▸ **TASK ITEM**:
In the text on the Sousse attack and British foreign policy, how do Western military interventions worsen the problem of extremism? Answer in one to three sentences.

▸ **TEXT PROVIDED**:

It is tragic indeed, that the tenth anniversary of 7/7 (as it became known, linking it in history with America’s 9/11) has coincided with another massacre of innocent British people — this time in Sousse, Tunisia, by a gunman associated with Al Qaida’s evolutionary descendant, Daesh (the self-proclaimed Islamic State of Iraq and the Levant), which has claimed the attack.
I am afraid that it, too, is linked to Britain’s military engagement in Muslim lands, in this case its participation in the coalition which is bombing Daesh targets in Iraq and Syria.
Seifeddine Rezgui Yacoubi, the Tunisian perpetrator of this atrocity, apparently chose his targets carefully, shooting only Europeans — and British people in particular. He had been spotted scouting the beach only two days previously and must have taken stock of the nationalities of his potential victims. Tunisia has become a hotbed of radicalisation with at least 5,000 nationals reportedly in Syria fighting in Daesh’s ranks.
Like Blair, the current British Prime Minister, David Cameron, is preoccupied with ‘spin’; the main debate exercising the British establishment at the moment is whether or not the media should call Daesh the ‘Islamic State’ or by its Arabic acronym, Daesh. With this extremist entity continuing to expand across Iraq and Syria, and with outposts and branches in numerous Muslim countries, not to mention its ability to strike in three continents simultaneously — as it did last week when operatives or followers attacked a Shiite mosque in Kuwait, a beach in Tunisia and a gas installation in Lyon — one would have thought that the name the group goes by would be of the very least concern. Especially when four surveys last week concluded that 42 million people in the Muslim world actively approve of Daesh.
As in 2005, British (and most Western countries’) foreign policy is largely self-interested and no lessons appear to have been learnt. It is impossible to root out extremism by military means — as ten years in Iraq and longer in Afghanistan have surely demonstrated.
Indeed, these interventions have exacerbated — rather than helped solve — the problem, by feeding into the paradigm whereby the extremists are champions of the Muslim Ummah — confronting the ‘crusaders’ who are intent on pillaging resource-rich Muslim lands, maintaining control in territories of great strategic importance and protecting their own ‘homeland security’ even if it means thousands of wasted lives due to drone strikes in Yemen and Pakistan.
Daesh understands this and, by digital means, is convincingly spreading its message of hate. Just as much as there is a war involving bullets, tanks and explosives, there is a war of ideas in the Middle East in which the West is failing to convince.

▸ **LISTED ENTRIES**:
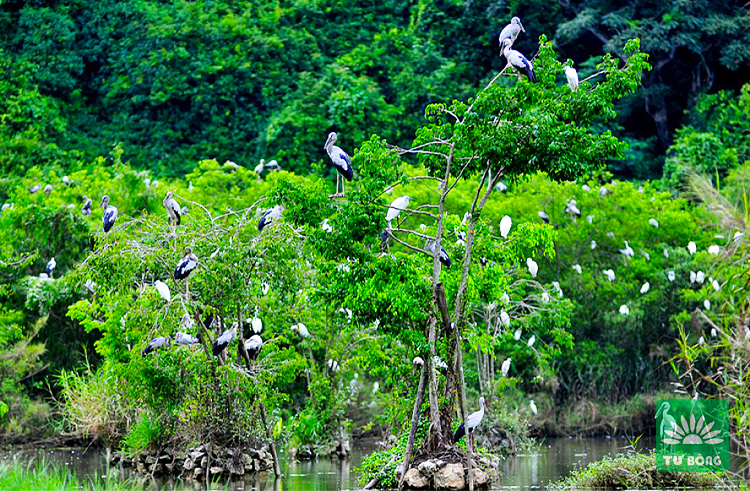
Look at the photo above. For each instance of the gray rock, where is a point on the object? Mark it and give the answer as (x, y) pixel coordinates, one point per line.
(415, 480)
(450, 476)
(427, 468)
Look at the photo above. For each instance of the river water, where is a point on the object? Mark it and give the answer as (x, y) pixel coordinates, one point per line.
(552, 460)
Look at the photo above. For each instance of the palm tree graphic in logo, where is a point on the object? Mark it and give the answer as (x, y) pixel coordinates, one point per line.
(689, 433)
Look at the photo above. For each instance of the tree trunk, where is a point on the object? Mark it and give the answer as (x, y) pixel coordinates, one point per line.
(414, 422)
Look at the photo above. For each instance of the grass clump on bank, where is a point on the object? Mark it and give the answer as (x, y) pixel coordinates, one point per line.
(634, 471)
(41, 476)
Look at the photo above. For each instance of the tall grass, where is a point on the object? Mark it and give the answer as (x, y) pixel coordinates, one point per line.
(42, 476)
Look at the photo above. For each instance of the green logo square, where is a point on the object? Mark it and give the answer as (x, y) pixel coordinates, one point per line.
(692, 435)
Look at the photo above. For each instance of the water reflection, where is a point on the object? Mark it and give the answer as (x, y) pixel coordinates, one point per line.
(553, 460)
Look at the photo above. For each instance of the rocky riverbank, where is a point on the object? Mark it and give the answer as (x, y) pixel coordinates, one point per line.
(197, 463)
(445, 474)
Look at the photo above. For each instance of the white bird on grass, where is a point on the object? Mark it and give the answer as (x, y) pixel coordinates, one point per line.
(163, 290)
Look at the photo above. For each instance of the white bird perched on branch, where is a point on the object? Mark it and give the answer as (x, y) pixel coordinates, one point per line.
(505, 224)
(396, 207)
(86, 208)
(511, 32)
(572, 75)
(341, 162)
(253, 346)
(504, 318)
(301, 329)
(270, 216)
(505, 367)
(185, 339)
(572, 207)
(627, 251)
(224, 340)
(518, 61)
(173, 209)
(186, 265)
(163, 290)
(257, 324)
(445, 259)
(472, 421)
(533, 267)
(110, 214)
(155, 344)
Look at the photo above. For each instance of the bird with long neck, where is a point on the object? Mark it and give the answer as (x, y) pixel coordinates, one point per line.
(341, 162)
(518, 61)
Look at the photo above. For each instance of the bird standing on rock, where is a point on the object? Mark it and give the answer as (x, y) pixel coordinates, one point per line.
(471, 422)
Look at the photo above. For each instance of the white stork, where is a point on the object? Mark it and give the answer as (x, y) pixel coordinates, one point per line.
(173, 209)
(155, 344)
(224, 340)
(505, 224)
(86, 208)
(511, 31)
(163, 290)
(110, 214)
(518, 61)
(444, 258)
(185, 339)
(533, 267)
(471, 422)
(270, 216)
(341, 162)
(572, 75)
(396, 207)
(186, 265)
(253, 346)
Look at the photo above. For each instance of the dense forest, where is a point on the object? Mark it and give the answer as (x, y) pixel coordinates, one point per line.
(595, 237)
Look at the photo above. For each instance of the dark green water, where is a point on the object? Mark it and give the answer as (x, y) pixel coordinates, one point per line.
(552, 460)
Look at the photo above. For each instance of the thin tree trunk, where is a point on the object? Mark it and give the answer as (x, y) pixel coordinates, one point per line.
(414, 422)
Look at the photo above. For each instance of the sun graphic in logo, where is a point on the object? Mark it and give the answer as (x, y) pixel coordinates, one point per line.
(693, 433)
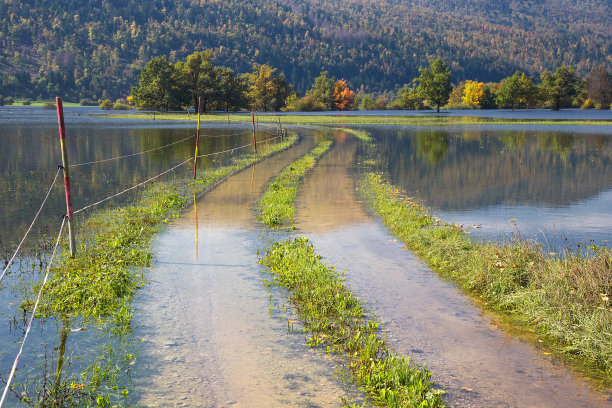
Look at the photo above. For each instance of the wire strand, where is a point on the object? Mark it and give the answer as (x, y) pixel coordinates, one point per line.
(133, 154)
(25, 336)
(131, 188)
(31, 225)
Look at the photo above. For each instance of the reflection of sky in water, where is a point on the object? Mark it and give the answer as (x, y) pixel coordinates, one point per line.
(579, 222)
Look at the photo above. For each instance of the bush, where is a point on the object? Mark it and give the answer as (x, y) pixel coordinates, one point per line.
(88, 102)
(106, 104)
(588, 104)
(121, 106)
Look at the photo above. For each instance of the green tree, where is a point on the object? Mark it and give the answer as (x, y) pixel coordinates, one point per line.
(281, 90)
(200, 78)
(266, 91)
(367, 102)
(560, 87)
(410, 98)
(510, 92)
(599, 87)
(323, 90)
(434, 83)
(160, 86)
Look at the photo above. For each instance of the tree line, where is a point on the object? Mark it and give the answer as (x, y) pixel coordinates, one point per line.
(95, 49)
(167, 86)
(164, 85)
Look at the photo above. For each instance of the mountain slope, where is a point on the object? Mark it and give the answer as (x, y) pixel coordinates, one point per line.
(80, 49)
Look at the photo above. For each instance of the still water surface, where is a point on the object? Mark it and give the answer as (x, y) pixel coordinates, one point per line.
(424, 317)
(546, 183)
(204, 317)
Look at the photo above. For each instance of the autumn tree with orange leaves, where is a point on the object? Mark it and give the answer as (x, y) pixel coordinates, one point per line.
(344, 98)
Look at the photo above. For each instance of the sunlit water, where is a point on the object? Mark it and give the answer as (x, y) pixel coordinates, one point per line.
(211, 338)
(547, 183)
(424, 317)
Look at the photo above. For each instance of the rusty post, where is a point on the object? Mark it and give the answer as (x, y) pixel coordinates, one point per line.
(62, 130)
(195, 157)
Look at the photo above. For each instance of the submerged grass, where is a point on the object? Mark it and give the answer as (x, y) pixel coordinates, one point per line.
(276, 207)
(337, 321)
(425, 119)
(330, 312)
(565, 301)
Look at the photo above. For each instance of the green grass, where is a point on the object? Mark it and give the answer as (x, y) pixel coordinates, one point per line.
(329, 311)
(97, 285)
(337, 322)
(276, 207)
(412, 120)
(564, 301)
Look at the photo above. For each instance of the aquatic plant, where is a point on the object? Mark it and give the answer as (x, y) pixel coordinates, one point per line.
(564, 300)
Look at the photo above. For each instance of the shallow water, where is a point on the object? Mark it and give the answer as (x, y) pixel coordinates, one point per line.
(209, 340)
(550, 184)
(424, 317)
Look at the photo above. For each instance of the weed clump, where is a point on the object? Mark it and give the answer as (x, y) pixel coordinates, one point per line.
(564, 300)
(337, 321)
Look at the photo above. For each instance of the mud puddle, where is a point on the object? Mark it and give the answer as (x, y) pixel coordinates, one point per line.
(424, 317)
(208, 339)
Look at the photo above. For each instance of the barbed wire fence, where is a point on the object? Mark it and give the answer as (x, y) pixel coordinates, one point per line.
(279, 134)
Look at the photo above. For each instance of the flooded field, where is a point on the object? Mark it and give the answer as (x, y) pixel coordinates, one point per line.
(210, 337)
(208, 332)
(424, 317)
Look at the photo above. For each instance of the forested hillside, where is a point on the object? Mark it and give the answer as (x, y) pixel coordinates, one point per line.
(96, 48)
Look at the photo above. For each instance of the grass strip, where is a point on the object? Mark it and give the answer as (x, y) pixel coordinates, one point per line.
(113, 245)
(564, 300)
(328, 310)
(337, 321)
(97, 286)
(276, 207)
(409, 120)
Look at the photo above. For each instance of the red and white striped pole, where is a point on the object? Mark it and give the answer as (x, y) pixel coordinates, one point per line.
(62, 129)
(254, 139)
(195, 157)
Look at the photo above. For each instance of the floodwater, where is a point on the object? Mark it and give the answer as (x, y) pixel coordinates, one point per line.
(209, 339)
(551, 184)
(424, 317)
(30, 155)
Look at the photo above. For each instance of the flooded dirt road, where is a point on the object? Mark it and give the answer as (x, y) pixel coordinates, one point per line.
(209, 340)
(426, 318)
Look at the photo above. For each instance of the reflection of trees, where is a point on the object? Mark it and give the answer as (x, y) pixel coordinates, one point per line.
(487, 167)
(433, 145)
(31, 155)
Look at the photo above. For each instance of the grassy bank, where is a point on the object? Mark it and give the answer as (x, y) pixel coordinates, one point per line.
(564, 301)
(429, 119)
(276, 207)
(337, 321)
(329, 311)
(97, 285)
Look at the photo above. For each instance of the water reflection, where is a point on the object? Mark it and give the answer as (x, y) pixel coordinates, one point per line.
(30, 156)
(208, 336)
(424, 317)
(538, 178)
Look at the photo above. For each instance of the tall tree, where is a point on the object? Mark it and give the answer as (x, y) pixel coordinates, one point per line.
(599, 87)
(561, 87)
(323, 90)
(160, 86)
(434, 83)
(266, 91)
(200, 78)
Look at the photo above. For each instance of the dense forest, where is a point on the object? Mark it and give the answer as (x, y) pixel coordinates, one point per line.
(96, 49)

...

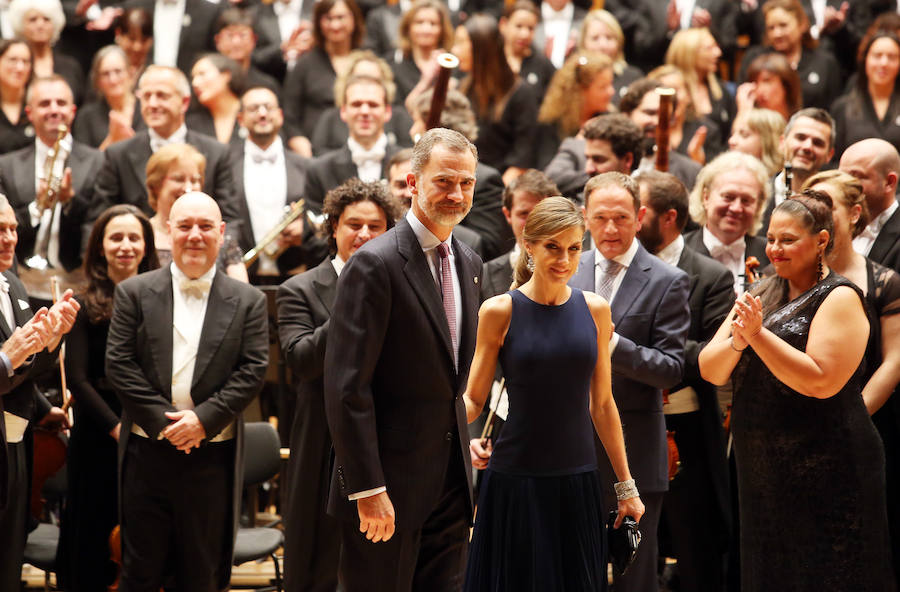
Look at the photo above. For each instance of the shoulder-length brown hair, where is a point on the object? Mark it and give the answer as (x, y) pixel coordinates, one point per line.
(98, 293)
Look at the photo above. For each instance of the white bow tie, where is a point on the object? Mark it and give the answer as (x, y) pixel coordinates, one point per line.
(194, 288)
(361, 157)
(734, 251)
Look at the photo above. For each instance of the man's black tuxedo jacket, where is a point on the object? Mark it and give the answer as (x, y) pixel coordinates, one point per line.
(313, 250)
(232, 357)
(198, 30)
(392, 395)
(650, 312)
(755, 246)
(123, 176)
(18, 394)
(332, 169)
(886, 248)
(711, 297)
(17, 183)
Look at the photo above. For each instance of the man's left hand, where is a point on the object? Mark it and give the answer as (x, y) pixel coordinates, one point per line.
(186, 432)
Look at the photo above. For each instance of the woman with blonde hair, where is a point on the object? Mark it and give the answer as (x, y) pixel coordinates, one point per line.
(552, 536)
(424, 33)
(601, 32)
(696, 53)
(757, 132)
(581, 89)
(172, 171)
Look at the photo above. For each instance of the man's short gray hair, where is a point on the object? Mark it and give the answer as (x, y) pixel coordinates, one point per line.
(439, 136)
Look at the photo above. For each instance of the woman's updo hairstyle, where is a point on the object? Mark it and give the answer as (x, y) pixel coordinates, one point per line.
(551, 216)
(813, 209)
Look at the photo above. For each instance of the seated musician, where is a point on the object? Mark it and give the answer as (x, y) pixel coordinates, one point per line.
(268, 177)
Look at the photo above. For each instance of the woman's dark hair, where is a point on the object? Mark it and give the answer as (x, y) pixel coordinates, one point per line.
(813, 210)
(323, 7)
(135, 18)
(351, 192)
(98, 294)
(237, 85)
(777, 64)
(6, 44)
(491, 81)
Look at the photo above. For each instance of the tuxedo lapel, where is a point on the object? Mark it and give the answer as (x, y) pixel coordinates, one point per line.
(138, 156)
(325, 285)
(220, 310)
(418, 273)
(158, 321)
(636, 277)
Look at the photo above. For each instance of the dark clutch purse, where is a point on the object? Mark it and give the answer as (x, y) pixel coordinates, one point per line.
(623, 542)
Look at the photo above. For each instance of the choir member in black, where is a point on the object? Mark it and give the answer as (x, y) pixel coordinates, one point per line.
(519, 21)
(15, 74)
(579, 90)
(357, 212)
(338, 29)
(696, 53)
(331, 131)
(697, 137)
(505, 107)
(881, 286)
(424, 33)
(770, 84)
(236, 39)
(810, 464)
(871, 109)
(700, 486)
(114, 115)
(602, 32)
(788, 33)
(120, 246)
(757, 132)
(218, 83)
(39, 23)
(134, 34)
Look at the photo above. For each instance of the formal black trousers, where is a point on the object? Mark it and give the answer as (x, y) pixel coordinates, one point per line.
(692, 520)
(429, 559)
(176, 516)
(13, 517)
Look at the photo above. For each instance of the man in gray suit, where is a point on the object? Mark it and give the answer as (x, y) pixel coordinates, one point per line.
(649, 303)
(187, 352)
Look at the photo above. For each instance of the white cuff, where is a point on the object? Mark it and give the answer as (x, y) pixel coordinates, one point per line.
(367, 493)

==

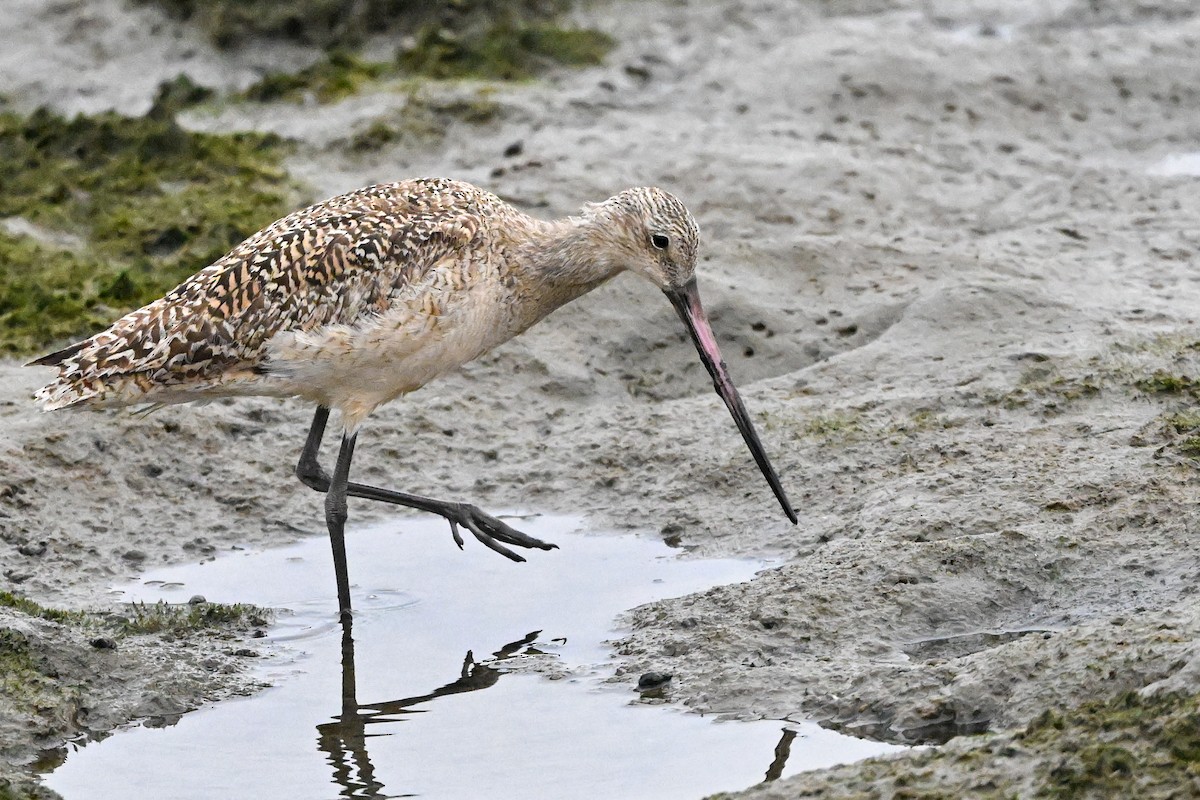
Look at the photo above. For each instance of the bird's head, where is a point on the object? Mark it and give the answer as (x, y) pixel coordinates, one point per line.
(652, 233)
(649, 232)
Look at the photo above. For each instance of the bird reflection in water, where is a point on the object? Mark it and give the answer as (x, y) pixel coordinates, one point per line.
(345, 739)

▸ **YOUR SOLUTION**:
They feed into a paradigm in which the extremists appear as champions of the Muslim Ummah who confront "crusaders." In this paradigm, the crusaders seek to pillage resource-rich Muslim lands, keep control of strategically important territories and protect their own "homeland security," even at the cost of thousands of lives lost to drone strikes in Yemen and Pakistan.